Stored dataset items
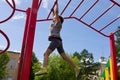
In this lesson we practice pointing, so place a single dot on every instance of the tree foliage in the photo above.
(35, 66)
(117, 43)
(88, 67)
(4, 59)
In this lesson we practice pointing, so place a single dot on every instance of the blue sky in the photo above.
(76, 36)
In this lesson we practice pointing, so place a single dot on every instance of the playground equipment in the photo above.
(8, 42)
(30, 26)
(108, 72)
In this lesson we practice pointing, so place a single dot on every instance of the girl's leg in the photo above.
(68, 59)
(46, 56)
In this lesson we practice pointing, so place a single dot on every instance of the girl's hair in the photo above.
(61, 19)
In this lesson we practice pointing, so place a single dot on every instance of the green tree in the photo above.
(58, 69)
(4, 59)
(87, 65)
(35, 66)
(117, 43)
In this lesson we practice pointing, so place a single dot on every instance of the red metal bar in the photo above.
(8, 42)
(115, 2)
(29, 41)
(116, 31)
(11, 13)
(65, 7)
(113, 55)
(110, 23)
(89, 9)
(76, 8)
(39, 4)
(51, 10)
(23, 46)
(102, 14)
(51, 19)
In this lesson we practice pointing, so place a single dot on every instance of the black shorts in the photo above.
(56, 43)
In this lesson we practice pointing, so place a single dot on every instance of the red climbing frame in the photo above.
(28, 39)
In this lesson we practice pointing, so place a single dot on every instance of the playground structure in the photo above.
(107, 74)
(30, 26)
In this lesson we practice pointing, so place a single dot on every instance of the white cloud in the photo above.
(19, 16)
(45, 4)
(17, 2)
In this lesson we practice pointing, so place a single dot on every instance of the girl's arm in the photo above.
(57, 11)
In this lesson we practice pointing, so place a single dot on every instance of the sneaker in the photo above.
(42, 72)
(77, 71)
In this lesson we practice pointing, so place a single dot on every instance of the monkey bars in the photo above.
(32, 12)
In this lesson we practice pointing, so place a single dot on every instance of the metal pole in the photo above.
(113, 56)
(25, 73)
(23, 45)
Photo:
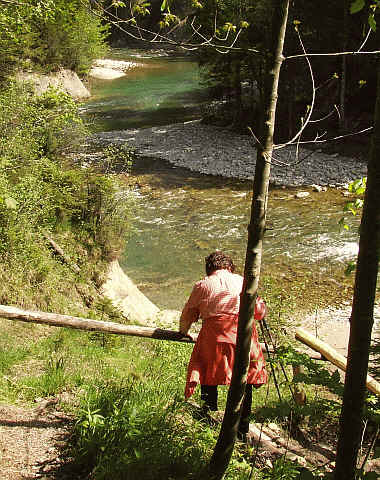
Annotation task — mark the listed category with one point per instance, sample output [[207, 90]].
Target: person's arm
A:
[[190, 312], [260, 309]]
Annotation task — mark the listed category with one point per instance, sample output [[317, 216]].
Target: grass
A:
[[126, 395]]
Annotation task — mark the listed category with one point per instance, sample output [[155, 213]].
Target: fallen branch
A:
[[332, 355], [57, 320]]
* * *
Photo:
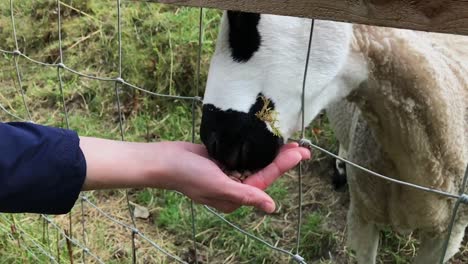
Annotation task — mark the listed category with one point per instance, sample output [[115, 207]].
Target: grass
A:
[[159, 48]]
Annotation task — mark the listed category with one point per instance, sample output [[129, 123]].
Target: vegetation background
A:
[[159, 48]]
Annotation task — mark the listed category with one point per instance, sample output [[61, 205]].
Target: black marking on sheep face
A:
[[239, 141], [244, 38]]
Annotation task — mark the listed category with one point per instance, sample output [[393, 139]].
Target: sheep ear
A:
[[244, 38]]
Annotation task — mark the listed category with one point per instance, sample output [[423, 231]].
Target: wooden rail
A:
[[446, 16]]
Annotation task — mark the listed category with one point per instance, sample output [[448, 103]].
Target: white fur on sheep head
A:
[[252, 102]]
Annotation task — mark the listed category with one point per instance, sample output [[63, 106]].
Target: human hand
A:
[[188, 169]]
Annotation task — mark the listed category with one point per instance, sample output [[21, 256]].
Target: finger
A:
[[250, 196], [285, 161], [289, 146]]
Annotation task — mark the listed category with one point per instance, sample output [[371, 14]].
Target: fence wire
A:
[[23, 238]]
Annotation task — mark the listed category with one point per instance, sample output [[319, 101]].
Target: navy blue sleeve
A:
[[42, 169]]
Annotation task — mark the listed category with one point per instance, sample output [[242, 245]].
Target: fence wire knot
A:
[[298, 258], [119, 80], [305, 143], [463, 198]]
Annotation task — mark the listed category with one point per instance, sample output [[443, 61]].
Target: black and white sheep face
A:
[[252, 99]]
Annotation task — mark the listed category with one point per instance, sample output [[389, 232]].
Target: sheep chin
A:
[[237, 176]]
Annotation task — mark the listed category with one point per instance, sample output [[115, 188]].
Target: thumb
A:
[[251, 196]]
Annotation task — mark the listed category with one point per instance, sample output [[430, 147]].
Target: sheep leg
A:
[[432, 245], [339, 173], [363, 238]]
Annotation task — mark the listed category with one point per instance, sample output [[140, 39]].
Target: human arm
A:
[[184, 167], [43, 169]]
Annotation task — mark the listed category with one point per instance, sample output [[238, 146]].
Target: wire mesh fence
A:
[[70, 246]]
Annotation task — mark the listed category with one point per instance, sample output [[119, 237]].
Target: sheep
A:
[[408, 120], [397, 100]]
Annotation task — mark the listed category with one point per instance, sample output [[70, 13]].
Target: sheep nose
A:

### Task requirements
From the data above, return every line from the line that has "Target: black and white sheep face" up to and including the line that has "Target: thumb", exactly.

### Solved exercise
Target: black and white sheep face
A:
[[252, 99]]
Annotation task — mark the listed category with one point per instance, sample output [[389, 232]].
Target: sheep chin
A:
[[237, 176]]
Annotation task — mark the listed category with one point per instance, sample output [[115, 188]].
Target: thumb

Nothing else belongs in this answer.